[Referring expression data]
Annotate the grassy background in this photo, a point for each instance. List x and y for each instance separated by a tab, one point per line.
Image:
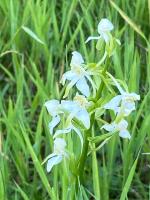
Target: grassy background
30	74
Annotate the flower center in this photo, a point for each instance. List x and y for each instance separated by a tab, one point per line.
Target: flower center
81	100
78	70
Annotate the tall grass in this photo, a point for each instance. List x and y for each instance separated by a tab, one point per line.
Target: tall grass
30	71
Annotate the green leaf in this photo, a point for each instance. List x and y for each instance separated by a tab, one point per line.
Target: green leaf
129	180
33	35
98	139
128	20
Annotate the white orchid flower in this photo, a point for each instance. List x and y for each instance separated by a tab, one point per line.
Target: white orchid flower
124	103
77	76
58	153
76	109
54	109
121	127
104	29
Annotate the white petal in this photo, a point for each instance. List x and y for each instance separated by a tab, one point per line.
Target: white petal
114	103
124	134
118	42
105	25
84	117
83	87
117	84
77	59
53	161
109	127
105	36
134	96
70	106
53	123
128	107
92	38
79	134
69	86
93	84
52	106
67	76
63	131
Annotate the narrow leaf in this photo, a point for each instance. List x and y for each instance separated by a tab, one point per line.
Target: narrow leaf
33	35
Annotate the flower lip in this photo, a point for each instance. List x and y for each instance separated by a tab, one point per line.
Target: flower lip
76	59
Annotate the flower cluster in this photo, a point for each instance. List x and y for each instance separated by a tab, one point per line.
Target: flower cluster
74	115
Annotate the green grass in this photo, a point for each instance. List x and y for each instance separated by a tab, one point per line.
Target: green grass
29	75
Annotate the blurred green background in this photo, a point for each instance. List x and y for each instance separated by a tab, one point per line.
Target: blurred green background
29	74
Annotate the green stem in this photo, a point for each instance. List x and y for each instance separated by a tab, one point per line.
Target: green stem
88	132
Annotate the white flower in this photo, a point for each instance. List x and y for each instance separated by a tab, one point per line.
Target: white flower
58	154
76	109
77	76
104	29
54	109
121	127
124	103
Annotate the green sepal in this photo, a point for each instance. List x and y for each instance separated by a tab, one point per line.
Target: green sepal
99	139
100	44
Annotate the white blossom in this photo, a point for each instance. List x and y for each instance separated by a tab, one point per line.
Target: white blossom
124	103
78	75
54	109
121	127
76	109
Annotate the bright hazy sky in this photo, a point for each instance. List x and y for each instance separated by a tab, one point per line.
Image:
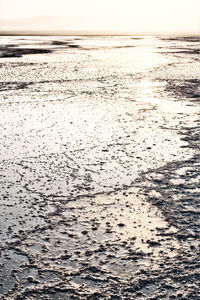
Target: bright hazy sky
139	15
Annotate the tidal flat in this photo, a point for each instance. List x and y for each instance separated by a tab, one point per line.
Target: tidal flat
99	167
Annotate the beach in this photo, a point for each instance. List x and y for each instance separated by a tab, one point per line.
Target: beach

## Problem requirements:
Restate the data above word for word. Skip every picture.

## Response below:
Annotate the grassy background in this photo, a point for each instance. List x and y for each instance separated by a tab, one point per line.
Image:
Target: grassy background
30	74
Annotate the flower center in this photo, a point for each instance. List x and y for each instance separated by a tab, one point per line.
Target: flower center
81	100
78	70
Annotate the tall grass in this photo, a point for each instance. List x and y for each instance separated by a tab, one point per line.
Target: tall grass
30	71
Annotate the green leaf in this photo, a point for each instance. List x and y for each instance separated by a tab, one point per line.
Target: green leaf
129	180
33	35
98	139
128	20
Annotate the white orchid flower in this photo, a point for each instance. List x and y for each instance separated by a tab, one point per line.
Target: white orchid flower
124	103
77	76
58	153
76	109
54	109
121	127
104	29
Annotate the white petal in this photo, a point for each instance. List x and y for each instance separated by a tab, one point per line.
Target: white petal
114	103
124	134
118	42
105	25
84	117
83	87
117	84
77	59
53	161
109	127
105	36
134	96
70	106
53	123
128	107
92	38
79	134
69	86
93	84
52	106
67	76
63	131
Annotate the narrow leaf in this photo, a point for each instance. List x and y for each instance separated by a tab, one point per line.
Target: narrow leaf
33	35
Annotate the flower lip in this photo, a point for each instance. List x and y for each instance separated by a tab, one point per line.
Target: flower lip
76	59
Annotate the flower cluster in this photo, a point for each instance. List x and y for each instance separated by a tab, one point per line.
Target: flower cluster
74	115
Annotate the green grass in this photo, a point for each instance. List x and y for each instance separated by a tab, one point per line.
Target: green grass
29	75
Annotate the blurred green background in this photo, a point for each instance. List x and y for each instance separated by a tab, one point per line.
Target: blurred green background
29	74
Annotate the green stem in this photo, a point for each instance. List x and y for each instance separated by a tab, one point per line.
Target: green stem
88	132
Annotate the white flower in this photo, a point for each instance. List x and y for each instance separated by a tab, one point per line.
Target: white flower
58	154
76	109
77	76
104	29
54	109
121	127
124	103
Annotate the green sepal in this photo, a point for each instance. List x and y for each instance separated by a tab, one point per line.
Target: green sepal
99	139
100	44
Annotate the white blossom in this photo, a point for each instance. List x and y for each instance separated by a tab, one point per line.
Target: white blossom
124	103
78	75
54	109
121	127
76	109
Annotate the bright hazy sky in this photo, a point for each instance. List x and y for each instance separated by a tab, one point per line.
Image:
Target: bright hazy sky
139	15
Annotate the tidal flat in this photo, a point for each instance. List x and y for each instance separated by a tab, one point per line.
Target: tidal flat
99	167
Annotate the beach in this photo, a point for each instance. List x and y for each instance separated by a tab, one point per line.
Target: beach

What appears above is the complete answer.